VII. Sitta ed Ermogene, per tornare alle guerresche faccende, presi da grave timore non Martiropoli s’arrendesse, nè avendovi altronde mezzo di soccorrerla, fecero una deputazione ai comandanti nemici, la quale, giunta alle costoro tende, sì disse: «Voi non v’accorgete, o Persiani, che ributtando la pace involontarj tradite la causa del re vostro, e gl’interessi comuni ad ambe le genti. Gli ambasciadori di Giustiniano per accomodare le nostre querele arriveranno in brev’ora; ed intrattanto noi siamo più che disposti a darvi statichi scelti intra le prime romane famiglie per rimovere ogni dubbio sulla verità di quanto asseriamo. Ritiratevi adunque dalle nostre frontiere, acciò sieno le conferenze pienamente libere e tranquille». Pronunciate appena queste parole capita dalla Persia un messo apportatore della morte di Cavado, della elezione di Cosroe, e dei torbidi nati in tale frangente. Le nuove udite ed insiem la paura che sorvenissero gli Unni persuasero ai duci persiani di accettare le offerte condizioni, e gl’imperiali diedero loro in ostaggio Martino e Senecione guardia di Sitta: levatosi quindi l’assedio tornarono le truppe nel regno, e dopo la partenza loro incontanente gli Unni comparvero su le imperiali terre, dove, più non trovando i Persiani, fecero brevissima dimora.
Note
- ↑ V. cap. 19, § 4; cap. 15, § 2.
- ↑ Conosciuta in oggi sotto il nome di Miafarekin, distante da Amida non maggior intervallo di quello che un ben cinto camminatore, per usare la frase di Erodoto, possa scorrere in una giornata.
- ↑ Altri leggono Nimfeo. Basilinfa o Barema nei geografi orientali; Plinio il descrive sotto il nome di Tigri.
- ↑ È forse la nominata Astaca da Appiano nella Guerra siriaca.
- ↑ V. cap. 13, §3.
- ↑ Bellissima è la descrizione di questo popolo fatta da Erodoto. «I Massageti, ei dice, hanno vestimento e vivere simile a quello degli Sciti. Cavalieri pugnano e pedoni, chè e nell’uno e nell’altro sono valenti. Arcieri ed astati, costumano di portare bipenni. Oro e rame usano in ogni cosa: perocchè in quanto si spetta alle aste, alla punta delle saette, ed alle bipenni non usano se non se rame: ma quanto alla testa si pertiene, ai cingoli, alle fasce delle ascelle, ornano d’oro. Similmente intorno al petto dei cavalli cingono loriche di rame; ma d’oro sono le redini, i morsi, e le bardature. Ferro ed argento non usano punto; chè di ciò non v’ha il minimo che nel paese loro. Il rame poi e l’oro v’è immenso in copia. Di tali istituti si servono. Ciascuno sposa una donna; ma di queste usano in comune, avvegnachè ciò che dicono i Greci farsi dallo Scita, non sono già gli Sciti che il fanno, bensì i Massageti. Quando il Massageta sia tocco di desiderio per una donna, appeso il turcasso davanti al carro, con essa si mischia senza altro rispetto. Per essi non è proposto nessun limite all’età, ma allorquando uno diviene vecchio, tutti prossimi convenendo lo sagrificano, e con esso altro gregge; e lessate le carni banchettano. Ciò essi stimano beatissimo; e quegli che finisce per malattia nol mangiano, ma il sotterrano, reputando disgrazia che non sia pervenuto al sagrificio. Nulla seminano, ma di bestiame vivono e di pesci, e questi in copia grandissima provengono loro dal fiume Arasse. Di latte son bevitori. Unico fra gl’Iddii onorano il Sole, al quale sagrificano cavalli, e la ragione del sagrificio è questa. Al velocissimo degli Iddii tribuiscono il velocissimo de’ mortali (lib. i, trad. di A. Mustoxidi).»

BLOCCO DATI:
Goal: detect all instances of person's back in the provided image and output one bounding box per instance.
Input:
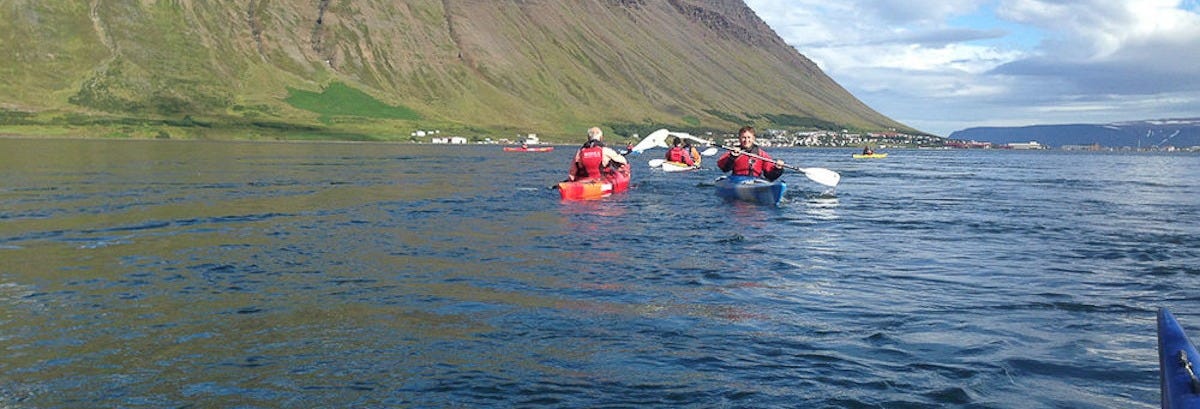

COSA FARE:
[a] Nella nota del testo fornito sui Massageti, quali cose sono d'oro o decorate d'oro? Elencale tutte.
[b] Secondo il testo fornito, perché i comandanti persiani accettano le condizioni offerte dagli imperiali? Rispondi in una o due frasi.

RISPOSTE SCRITTE:
[a]
- ciò che riguarda la testa
- i cingoli
- le fasce delle ascelle
- le redini
- i morsi
- le bardature

[b] Un messo arrivato dalla Persia porta la notizia della morte di Cavado, dell'elezione di Cosroe e dei disordini nati in quel momento. Queste notizie, insieme alla paura che arrivassero gli Unni, convincono i comandanti ad accettare.